What to produce: Pull out every line of the data below that contains the string "shadow", copying each line in full.

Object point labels

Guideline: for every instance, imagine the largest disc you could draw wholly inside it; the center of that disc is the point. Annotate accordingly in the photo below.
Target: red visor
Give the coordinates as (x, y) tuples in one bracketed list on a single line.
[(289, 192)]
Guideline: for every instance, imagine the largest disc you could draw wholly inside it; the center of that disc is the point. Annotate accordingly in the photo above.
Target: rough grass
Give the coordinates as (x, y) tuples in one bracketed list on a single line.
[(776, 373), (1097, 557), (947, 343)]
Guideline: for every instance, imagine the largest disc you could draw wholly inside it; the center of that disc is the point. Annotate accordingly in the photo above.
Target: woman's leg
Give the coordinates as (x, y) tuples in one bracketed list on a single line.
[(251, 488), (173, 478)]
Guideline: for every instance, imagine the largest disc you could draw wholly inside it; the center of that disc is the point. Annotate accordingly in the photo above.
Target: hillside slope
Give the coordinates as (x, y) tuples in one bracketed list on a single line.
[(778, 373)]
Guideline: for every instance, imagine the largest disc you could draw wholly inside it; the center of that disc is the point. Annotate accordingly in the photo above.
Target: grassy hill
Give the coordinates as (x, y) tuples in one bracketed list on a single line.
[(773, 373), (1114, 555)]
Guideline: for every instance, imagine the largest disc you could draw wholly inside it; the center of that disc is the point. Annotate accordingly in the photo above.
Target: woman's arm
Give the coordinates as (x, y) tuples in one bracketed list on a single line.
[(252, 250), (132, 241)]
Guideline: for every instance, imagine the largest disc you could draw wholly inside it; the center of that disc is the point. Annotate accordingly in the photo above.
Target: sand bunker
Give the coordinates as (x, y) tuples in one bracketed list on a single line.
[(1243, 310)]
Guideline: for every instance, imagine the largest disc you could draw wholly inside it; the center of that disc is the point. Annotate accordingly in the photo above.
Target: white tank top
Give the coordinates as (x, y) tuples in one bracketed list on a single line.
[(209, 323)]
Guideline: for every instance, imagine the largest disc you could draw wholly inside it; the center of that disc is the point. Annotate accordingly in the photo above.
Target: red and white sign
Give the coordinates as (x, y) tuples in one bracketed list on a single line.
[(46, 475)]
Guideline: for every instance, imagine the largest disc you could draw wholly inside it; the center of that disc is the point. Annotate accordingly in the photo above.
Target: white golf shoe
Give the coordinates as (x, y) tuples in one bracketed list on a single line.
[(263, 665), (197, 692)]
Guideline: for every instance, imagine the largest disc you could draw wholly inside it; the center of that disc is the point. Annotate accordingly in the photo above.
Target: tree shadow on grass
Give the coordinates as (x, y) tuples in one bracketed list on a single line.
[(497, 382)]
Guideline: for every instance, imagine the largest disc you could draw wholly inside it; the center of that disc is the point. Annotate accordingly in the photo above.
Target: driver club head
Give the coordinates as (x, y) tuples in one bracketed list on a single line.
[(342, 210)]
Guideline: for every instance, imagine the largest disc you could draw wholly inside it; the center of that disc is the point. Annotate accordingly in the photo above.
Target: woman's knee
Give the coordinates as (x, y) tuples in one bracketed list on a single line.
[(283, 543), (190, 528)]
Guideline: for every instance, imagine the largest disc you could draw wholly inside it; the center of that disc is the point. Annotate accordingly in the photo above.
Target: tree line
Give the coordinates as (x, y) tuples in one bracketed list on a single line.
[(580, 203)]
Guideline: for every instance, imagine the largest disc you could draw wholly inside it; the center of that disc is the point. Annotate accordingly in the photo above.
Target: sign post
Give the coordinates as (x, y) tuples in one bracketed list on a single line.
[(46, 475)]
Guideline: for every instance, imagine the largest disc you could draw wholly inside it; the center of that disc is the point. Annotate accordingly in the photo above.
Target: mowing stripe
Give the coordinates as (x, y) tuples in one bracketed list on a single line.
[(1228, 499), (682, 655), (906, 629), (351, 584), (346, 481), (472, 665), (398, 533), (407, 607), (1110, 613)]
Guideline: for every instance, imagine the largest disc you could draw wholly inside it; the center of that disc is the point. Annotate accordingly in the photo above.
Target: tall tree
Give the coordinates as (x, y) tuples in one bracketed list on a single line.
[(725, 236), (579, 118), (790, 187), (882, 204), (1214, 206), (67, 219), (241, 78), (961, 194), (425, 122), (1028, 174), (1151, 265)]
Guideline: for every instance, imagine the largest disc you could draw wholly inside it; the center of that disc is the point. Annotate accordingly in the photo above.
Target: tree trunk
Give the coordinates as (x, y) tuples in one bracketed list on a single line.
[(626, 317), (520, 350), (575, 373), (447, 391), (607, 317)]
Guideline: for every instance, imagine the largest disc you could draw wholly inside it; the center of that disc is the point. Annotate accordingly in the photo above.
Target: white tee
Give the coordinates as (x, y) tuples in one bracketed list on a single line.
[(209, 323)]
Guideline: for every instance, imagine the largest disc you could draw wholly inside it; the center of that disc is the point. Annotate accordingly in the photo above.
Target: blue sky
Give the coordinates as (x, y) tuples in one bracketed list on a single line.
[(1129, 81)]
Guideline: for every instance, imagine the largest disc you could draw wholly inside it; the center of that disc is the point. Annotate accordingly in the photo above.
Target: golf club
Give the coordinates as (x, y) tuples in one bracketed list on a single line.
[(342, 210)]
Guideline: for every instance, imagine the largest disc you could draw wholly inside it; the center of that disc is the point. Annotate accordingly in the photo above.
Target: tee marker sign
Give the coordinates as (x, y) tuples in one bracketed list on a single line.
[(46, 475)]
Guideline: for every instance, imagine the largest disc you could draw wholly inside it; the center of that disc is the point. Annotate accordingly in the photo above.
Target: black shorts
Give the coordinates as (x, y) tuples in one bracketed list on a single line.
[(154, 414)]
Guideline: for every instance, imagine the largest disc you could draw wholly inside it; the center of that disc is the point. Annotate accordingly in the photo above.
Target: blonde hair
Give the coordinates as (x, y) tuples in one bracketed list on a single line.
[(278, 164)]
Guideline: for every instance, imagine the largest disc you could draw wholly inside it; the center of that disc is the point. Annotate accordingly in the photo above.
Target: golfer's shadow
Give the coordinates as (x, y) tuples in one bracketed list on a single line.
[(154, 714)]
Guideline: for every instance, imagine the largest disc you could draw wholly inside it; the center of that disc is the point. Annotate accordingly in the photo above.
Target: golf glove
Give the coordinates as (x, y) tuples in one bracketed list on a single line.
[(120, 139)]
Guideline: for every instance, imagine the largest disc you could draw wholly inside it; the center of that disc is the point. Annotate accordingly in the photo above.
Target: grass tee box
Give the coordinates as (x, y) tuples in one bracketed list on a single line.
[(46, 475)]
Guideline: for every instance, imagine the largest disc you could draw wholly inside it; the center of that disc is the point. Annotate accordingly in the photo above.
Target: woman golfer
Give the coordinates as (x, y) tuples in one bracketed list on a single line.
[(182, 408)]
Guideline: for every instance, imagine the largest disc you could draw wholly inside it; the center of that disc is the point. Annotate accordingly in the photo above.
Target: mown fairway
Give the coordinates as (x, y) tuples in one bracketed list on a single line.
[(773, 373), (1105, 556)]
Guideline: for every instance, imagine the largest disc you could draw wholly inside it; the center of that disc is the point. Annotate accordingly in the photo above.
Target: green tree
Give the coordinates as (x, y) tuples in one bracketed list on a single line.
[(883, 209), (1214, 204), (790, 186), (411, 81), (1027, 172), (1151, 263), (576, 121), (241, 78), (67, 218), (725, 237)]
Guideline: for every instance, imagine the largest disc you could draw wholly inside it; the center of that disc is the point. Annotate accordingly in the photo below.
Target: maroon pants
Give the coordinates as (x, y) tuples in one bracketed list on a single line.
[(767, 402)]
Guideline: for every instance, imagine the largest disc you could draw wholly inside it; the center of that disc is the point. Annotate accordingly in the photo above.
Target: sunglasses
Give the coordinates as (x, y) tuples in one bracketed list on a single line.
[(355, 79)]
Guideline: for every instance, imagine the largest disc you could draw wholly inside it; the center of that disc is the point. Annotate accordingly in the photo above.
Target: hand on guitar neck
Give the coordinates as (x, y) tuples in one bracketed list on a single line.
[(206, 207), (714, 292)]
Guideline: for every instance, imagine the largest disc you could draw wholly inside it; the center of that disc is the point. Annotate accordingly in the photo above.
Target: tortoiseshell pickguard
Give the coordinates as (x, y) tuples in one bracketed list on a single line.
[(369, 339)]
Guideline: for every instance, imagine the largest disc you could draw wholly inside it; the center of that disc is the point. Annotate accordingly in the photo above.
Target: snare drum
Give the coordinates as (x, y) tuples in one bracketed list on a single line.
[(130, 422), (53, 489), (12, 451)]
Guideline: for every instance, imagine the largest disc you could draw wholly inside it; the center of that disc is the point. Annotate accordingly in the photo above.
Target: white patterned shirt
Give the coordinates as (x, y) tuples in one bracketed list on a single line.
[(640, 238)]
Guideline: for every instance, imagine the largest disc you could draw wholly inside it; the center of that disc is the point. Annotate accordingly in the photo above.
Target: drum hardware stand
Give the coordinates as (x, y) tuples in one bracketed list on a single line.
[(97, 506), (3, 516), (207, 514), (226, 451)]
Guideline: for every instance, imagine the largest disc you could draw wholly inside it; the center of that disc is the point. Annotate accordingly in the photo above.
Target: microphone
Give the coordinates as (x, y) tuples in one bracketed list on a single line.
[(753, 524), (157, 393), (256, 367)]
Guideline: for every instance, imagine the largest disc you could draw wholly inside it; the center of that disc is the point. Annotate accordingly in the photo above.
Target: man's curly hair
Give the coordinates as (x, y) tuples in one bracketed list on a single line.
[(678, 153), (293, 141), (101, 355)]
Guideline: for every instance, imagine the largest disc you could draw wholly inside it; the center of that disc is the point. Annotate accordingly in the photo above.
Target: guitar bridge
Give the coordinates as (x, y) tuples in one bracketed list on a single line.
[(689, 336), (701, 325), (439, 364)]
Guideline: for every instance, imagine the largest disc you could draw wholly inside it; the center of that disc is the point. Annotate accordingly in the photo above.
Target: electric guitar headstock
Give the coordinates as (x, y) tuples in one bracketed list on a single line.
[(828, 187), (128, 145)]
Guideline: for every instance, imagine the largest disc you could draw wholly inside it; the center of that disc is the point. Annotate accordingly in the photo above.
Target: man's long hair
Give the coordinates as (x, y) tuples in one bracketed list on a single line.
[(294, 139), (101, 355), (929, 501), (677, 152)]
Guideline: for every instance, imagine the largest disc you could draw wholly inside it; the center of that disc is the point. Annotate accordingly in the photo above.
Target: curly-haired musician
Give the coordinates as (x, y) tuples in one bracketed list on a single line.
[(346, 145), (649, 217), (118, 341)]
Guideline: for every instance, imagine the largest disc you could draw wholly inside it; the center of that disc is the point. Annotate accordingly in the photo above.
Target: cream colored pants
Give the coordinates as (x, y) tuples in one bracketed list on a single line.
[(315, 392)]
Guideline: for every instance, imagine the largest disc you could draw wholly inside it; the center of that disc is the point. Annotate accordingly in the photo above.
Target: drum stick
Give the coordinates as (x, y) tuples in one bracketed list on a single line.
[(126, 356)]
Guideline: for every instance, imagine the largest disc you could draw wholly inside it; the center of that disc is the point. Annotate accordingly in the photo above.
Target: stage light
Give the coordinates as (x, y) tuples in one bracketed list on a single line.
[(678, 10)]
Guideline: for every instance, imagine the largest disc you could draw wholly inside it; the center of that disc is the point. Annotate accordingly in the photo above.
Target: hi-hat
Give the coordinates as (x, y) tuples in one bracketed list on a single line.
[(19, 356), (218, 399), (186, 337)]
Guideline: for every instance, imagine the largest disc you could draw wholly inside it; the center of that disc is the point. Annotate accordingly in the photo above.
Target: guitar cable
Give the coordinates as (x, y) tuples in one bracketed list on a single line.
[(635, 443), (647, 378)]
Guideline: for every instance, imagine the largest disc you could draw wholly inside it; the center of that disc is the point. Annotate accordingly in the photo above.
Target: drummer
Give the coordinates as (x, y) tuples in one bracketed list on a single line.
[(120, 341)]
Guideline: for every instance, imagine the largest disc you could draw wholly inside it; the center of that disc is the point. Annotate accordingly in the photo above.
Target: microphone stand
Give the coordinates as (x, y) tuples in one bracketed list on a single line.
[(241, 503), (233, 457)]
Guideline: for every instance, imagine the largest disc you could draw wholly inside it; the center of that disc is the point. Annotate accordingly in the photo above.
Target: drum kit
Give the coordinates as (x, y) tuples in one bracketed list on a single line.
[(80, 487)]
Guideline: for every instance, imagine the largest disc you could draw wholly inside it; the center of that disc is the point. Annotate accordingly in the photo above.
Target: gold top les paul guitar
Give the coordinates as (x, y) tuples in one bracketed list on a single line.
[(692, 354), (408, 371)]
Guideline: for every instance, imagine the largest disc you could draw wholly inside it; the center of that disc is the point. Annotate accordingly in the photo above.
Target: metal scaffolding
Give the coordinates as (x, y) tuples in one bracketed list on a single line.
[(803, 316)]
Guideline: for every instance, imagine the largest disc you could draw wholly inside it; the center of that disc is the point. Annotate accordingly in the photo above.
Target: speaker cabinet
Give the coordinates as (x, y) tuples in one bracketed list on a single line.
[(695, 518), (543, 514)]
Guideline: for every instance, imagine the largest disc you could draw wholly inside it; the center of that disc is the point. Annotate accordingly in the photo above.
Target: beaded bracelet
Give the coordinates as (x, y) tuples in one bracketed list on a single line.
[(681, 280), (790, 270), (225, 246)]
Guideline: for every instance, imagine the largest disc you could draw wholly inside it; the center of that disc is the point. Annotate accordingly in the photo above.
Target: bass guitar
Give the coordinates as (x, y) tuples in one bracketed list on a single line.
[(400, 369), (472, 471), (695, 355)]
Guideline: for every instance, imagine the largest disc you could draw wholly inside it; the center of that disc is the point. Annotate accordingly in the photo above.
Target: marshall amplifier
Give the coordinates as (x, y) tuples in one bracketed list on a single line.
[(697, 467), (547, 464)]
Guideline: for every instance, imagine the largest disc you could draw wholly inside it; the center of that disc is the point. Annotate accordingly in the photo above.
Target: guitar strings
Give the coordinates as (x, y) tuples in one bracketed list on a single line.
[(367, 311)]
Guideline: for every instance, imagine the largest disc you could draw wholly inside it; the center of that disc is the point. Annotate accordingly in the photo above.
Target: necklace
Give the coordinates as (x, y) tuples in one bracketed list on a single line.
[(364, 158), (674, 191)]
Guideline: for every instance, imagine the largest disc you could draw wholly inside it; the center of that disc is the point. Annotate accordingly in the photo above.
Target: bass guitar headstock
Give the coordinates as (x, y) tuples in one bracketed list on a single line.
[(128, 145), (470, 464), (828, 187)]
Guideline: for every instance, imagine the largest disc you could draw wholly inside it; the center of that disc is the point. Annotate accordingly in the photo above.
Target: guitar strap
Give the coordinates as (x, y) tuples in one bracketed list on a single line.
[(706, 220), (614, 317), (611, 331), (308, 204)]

Written solution:
Target: tree shadow on grass
Target: golfer's shadow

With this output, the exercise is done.